» **Exercise directions**
Can you retype the items below word for word, from the start through the line containing "column 741, row 402"?

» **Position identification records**
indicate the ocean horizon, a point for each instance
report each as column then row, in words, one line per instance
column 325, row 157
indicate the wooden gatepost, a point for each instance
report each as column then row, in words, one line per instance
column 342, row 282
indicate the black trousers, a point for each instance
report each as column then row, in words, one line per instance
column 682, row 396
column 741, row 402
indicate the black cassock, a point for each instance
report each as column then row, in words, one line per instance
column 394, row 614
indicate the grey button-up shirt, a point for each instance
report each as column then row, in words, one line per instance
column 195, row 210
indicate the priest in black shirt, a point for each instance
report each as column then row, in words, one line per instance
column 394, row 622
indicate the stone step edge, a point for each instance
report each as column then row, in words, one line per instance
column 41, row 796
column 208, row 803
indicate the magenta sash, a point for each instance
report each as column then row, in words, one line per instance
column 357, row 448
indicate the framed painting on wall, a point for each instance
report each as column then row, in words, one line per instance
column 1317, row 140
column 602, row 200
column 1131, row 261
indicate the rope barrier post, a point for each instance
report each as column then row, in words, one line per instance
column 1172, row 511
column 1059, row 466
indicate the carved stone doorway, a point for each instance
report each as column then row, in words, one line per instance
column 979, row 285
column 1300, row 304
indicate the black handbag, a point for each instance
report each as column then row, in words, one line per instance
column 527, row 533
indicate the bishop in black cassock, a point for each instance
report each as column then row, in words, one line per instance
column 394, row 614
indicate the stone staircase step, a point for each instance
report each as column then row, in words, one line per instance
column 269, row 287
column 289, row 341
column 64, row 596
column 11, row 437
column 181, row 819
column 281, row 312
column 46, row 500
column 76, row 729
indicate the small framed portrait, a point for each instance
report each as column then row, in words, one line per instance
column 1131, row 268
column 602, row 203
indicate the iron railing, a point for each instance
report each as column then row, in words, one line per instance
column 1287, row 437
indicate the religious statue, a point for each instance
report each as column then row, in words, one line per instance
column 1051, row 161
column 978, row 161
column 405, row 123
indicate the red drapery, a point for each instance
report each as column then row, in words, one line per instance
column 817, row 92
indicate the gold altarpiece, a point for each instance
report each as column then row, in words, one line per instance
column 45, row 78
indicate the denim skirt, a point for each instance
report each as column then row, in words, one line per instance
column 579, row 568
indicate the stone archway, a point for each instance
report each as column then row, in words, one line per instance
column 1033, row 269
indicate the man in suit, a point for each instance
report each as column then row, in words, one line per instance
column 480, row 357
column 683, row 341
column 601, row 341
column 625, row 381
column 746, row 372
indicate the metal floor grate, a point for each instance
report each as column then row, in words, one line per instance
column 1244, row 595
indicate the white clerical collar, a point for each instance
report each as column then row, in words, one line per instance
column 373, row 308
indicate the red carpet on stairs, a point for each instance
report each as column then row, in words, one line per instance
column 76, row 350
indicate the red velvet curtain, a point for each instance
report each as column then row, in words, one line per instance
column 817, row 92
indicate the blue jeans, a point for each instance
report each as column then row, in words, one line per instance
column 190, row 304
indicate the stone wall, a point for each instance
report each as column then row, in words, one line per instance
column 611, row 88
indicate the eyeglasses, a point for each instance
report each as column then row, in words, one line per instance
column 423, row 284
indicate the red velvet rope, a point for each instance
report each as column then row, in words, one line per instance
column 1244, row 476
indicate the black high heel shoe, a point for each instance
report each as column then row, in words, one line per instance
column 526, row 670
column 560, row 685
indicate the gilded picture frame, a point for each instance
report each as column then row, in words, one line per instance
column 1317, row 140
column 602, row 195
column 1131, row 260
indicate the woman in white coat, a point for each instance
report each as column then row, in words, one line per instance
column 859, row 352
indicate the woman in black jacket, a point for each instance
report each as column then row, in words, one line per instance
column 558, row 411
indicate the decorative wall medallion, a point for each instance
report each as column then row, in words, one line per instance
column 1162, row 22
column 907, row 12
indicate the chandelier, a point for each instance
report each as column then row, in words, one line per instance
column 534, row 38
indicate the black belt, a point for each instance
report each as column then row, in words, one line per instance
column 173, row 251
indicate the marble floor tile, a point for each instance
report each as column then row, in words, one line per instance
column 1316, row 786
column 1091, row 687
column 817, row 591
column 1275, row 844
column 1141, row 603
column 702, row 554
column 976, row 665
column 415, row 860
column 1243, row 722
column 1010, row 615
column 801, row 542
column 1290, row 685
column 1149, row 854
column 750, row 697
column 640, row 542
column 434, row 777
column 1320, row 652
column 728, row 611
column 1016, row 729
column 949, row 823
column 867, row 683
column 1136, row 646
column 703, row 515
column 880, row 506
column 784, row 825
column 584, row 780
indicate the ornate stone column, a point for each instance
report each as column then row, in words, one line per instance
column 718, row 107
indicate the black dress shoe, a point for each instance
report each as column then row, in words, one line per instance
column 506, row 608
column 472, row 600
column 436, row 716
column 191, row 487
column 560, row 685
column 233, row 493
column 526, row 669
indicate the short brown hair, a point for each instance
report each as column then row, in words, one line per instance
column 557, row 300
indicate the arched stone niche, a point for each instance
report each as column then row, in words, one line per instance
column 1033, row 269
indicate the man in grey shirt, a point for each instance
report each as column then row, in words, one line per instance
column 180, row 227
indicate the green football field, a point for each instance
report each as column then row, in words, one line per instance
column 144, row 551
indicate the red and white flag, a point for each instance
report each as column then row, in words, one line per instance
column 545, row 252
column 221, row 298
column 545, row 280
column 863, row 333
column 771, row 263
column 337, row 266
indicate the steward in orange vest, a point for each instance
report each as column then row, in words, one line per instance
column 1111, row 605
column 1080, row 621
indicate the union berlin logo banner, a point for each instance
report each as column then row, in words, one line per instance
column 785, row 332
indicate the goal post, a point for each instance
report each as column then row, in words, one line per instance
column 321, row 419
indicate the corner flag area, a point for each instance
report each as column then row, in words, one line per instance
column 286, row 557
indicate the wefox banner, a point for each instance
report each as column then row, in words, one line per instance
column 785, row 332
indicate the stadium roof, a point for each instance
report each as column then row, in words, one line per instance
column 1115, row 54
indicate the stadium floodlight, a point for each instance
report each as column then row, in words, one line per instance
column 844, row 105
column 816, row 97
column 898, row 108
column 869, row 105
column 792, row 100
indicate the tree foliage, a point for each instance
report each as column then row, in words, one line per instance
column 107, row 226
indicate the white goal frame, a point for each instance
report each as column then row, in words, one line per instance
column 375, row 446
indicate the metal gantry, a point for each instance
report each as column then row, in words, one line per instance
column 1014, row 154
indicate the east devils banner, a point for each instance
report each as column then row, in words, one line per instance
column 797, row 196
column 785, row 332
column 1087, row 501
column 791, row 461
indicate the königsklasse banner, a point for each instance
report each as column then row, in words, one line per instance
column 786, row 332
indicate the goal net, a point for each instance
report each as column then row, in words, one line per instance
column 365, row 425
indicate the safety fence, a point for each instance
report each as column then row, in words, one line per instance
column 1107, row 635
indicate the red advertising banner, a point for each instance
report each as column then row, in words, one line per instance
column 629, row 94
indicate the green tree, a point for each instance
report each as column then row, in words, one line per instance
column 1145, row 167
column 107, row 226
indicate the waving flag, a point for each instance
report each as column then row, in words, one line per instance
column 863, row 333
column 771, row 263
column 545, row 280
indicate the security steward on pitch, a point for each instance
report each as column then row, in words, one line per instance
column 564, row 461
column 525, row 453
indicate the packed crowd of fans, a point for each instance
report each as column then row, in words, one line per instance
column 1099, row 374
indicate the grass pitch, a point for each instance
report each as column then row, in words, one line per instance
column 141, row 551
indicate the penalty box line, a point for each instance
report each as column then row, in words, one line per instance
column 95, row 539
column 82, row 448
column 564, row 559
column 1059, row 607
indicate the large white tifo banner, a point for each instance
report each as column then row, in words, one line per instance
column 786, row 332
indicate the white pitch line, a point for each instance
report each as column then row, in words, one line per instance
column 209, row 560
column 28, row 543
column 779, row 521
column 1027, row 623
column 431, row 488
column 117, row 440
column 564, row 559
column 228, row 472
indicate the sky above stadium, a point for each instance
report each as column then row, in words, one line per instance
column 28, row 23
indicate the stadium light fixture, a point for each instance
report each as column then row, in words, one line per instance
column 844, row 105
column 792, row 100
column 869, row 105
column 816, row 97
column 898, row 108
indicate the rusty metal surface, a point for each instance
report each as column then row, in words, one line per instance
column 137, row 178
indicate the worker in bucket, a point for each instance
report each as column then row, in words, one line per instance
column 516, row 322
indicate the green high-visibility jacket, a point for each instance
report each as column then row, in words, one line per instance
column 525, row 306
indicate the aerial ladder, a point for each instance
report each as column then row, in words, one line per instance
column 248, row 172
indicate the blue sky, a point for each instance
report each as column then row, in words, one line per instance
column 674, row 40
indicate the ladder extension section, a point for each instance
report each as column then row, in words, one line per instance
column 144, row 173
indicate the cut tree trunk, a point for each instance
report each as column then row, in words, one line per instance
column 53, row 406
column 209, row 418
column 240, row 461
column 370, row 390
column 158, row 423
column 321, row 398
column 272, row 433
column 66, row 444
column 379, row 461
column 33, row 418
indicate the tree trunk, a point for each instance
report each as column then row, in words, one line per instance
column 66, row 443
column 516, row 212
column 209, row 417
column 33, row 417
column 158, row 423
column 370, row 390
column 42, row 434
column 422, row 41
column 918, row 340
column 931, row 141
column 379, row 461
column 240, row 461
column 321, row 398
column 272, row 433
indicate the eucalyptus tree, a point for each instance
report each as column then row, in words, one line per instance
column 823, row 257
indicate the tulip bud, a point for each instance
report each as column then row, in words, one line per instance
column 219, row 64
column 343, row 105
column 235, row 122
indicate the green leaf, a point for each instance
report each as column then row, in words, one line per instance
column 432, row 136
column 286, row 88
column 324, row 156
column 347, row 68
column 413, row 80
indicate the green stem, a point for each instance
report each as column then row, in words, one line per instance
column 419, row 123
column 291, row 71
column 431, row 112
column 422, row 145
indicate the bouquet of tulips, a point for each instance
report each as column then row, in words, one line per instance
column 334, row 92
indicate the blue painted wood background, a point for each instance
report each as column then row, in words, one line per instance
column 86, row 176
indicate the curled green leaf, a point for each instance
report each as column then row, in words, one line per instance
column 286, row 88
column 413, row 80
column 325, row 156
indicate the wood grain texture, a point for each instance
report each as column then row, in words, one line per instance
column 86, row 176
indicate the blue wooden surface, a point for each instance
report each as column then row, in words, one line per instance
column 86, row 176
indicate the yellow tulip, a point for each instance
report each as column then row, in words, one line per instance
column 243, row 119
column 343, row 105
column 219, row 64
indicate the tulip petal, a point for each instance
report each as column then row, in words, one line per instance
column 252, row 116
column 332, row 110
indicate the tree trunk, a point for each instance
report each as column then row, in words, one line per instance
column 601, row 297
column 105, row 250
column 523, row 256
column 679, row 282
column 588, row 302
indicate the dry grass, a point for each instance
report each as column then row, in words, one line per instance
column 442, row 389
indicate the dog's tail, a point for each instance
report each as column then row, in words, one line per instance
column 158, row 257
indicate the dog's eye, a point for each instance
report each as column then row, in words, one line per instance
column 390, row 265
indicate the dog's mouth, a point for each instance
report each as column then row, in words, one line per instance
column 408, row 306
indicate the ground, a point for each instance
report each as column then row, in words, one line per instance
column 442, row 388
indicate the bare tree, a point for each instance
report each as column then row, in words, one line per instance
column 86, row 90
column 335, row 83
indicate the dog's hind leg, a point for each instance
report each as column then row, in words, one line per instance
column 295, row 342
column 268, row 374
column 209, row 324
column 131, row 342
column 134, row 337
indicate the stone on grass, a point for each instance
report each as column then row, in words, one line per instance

» **Result**
indicate the ocean horizon, a point for each instance
report each as column then row, in words, one line per instance
column 325, row 157
indicate the wooden gatepost, a point for each instance
report each as column then row, in words, one line per instance
column 342, row 282
indicate the black trousers, a point for each instance
report each as column then row, in words, one line per instance
column 682, row 396
column 741, row 402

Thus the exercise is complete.